» **OBIETTIVI**
1. Nel testo su Hamsik, di chi era l'espressa richiesta di portarlo al Manchester City?
2. Elenca tutte le squadre di calcio nominate nel testo su Hamsik.
3. Riprendi il testo su Hamsik dopo la sua ultima frase e prosegui.

Il retroscena Manchester City

Oltre a Inter e Milan in pochi sanno che Hamsik ha rifiutato anche il Manchester City…

“Chiaramente era un giocatore troppo forte per non essere attenzionato da questi club. Per me lui aveva le qualità per poter giocare nel calcio inglese, seppur pensando alla sua poca aggressività. Magari qualcuno non avrebbe mai pensato che potesse far parte anche di un progetto tecnico inglese. Invece all'epoca avevamo degli amici in comune anche al Manchester City che mi dissero apertamente che era un'espressa richiesta di Mancini, lo voleva lì e so per certo che l'entourage del ragazzo rifiutò, perché per Marek la priorità era quella di rimanere a Napoli, di fare la storia, di essere protagonista, di vincere. Però è giusto che la gente sappia che il club più importante di 10-12 anni fa lo ha richiesto e lui non ha battuto ciglio”.

Le tue parole fanno eco con quelle di Mazzarri e Sarri, anche loro ci hanno detto che è bastato poco alla fine per farlo restare a Napoli. Pensi che la carriera di Hamsik sia stata un po' frenata da questo oppure il picco è riuscito a raggiungerlo comunque a Napoli?

“No, io penso che un giocatore deve stare bene con se stesso, tutti possiamo dire, sai forse se Hamsik fosse andato al Manchester City o alla Juventus o all'Inter, probabilmente sarebbe stato in lizza nei primi dieci per il Pallone d'Oro, probabilmente avrebbe vinto più titoli, ma probabilmente non sarebbe stato bene, non avrebbe goduto di serenità. Marek aveva bisogno, per quanto è un glaciale, del calore di Napoli, della gente, aveva bisogno dell’entusiasmo, dell'ambiente, quindi io credo che ognuno sia responsabile di ciò che accade. Probabilmente era quello che voleva e oggi se viene ricordato ancora come un idolo, come un dio, è proprio perché ha fatto queste scelte. Se avesse fatto altre scelte sarebbe stato comunque un giocatore importante nella storia del Napoli, ma non sarebbe stato uno degli idoli incontrastati”.

» **ESTRATTO DELLA FONTE**
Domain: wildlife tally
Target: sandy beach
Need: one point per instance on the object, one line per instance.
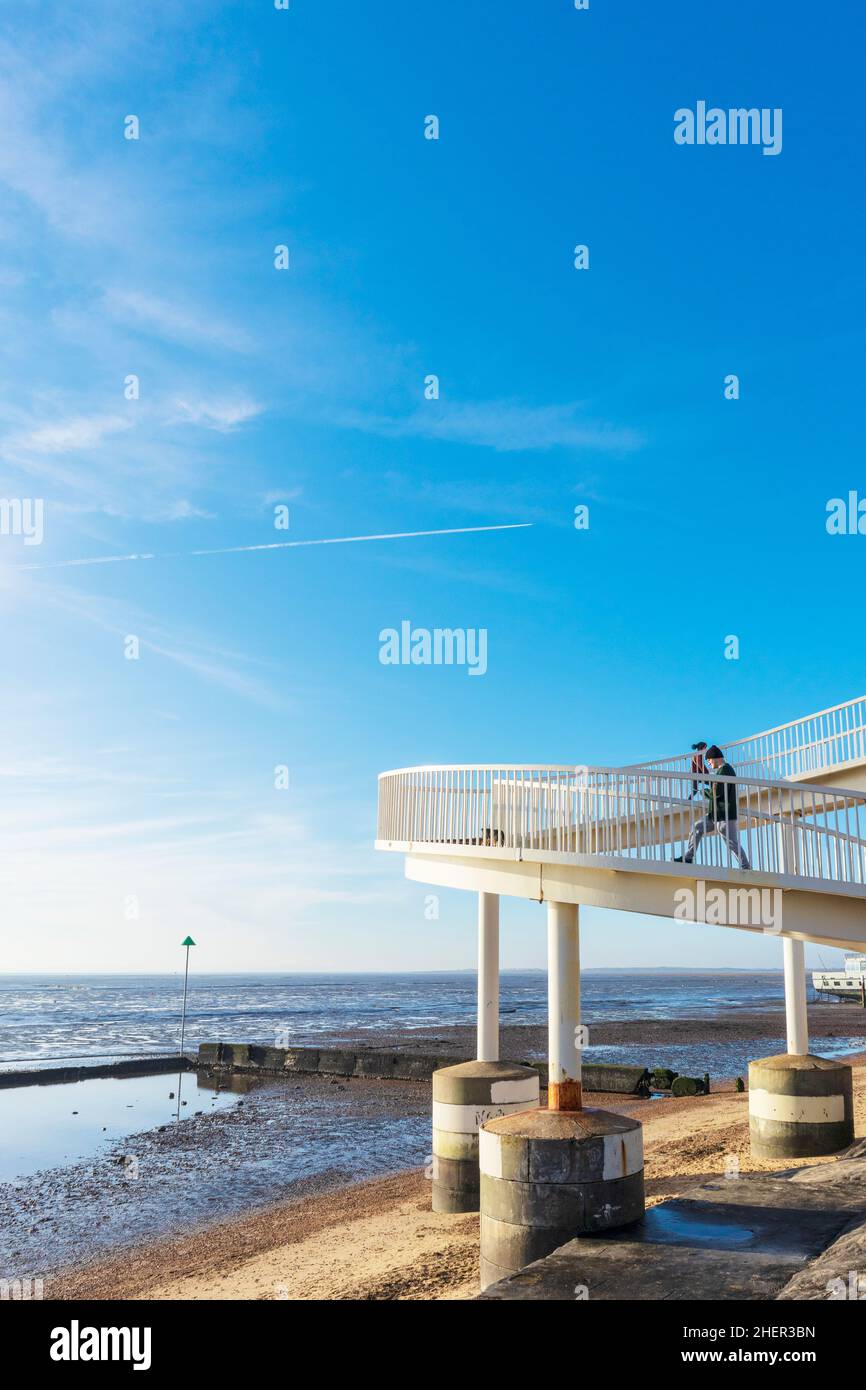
(380, 1240)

» **RISPOSTE AI COMPITI**
1. Di Mancini.

2. Inter, Milan, Manchester City, Napoli, Juventus.

3.
Gli è mancato qualcosa? Se sì che cosa, perché non si è imposto tra i top del mondo?

“Mi verrebbe da dire forse perché è rimasto a Napoli perché l'attenzione che aveva questo tipo di calciatore era un'attenzione diversa. Io non credo che non sia stato tra i top del calcio mondiale: chi capisce di calcio sa che lui era assolutamente tra i primi dieci centrocampisti del mondo all'epoca. Gli è mancato un po' quella personalità ignorante che magari ha caratterizzato la mia carriera, ma non era una sua qualità. Marek non aveva bisogno di quello, anche quando riceveva delle critiche dalla gente, chiedendogli un po' più di cazzimma, lui restava tranquillo. A lui devi chiedere l'assist, il gol, l'inserimento, la tranquillità quando gli si dà la palla in un momento dove la partita è bollente, gli devi chiedere personalità tecnica, gli devi chiedere serenità, queste sono le caratteristiche più importanti di quel giocatore, se gli chiedi cazzimma, aggressività, sono cose che non fanno parte del tuo modo di essere”.

Può essere che le critiche che Marek ha ricevuto nel corso degli anni siano dovute al fatto che lui era un po' troppo napoletano?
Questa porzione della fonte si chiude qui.